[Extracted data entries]
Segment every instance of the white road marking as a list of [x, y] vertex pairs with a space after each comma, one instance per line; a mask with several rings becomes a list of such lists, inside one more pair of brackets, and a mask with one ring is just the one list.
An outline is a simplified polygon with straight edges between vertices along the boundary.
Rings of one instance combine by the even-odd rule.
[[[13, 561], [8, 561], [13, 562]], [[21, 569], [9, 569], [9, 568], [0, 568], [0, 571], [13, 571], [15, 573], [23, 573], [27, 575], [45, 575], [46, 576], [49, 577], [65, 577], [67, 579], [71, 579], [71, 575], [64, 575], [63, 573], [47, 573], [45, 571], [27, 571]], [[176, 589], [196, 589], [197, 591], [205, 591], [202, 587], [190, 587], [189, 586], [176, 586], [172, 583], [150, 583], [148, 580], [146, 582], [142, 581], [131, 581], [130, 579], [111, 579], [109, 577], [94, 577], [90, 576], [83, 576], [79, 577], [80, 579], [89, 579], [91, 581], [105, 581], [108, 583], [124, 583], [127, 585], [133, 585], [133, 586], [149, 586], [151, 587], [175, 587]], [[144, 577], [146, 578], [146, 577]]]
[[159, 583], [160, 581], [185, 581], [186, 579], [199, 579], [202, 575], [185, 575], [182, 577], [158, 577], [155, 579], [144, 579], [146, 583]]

- **WRITTEN INSTRUCTION**
Edit the lines above so that "white road marking" becomes "painted lane line", keeping everything else identical.

- **IN RESPONSE**
Segment every instance of the painted lane line as a list of [x, y] vertex pairs with a space after each comma, one instance per line; a mask with several rings becomes a list of such lists, inside one more pair of brackets, and a mask with one ring is just the one list.
An outline is a simplified polygon with straight edges between vertices along the boundary.
Rings of one instance combine by the even-odd rule.
[[[13, 561], [8, 561], [13, 562]], [[21, 569], [9, 569], [9, 568], [0, 568], [0, 571], [13, 571], [15, 573], [23, 573], [27, 575], [45, 575], [46, 576], [49, 577], [65, 577], [67, 579], [71, 579], [71, 575], [64, 575], [63, 573], [47, 573], [45, 571], [27, 571]], [[176, 589], [196, 589], [197, 591], [205, 591], [202, 587], [190, 587], [189, 586], [176, 586], [172, 583], [150, 583], [148, 580], [146, 582], [142, 581], [131, 581], [130, 579], [111, 579], [109, 577], [94, 577], [90, 576], [83, 576], [79, 577], [80, 579], [89, 579], [91, 581], [105, 581], [108, 583], [124, 583], [127, 585], [133, 585], [133, 586], [149, 586], [151, 587], [175, 587]], [[144, 577], [146, 578], [146, 577]]]
[[159, 583], [160, 581], [185, 581], [186, 579], [199, 579], [202, 575], [185, 575], [182, 577], [158, 577], [155, 579], [144, 579], [146, 583]]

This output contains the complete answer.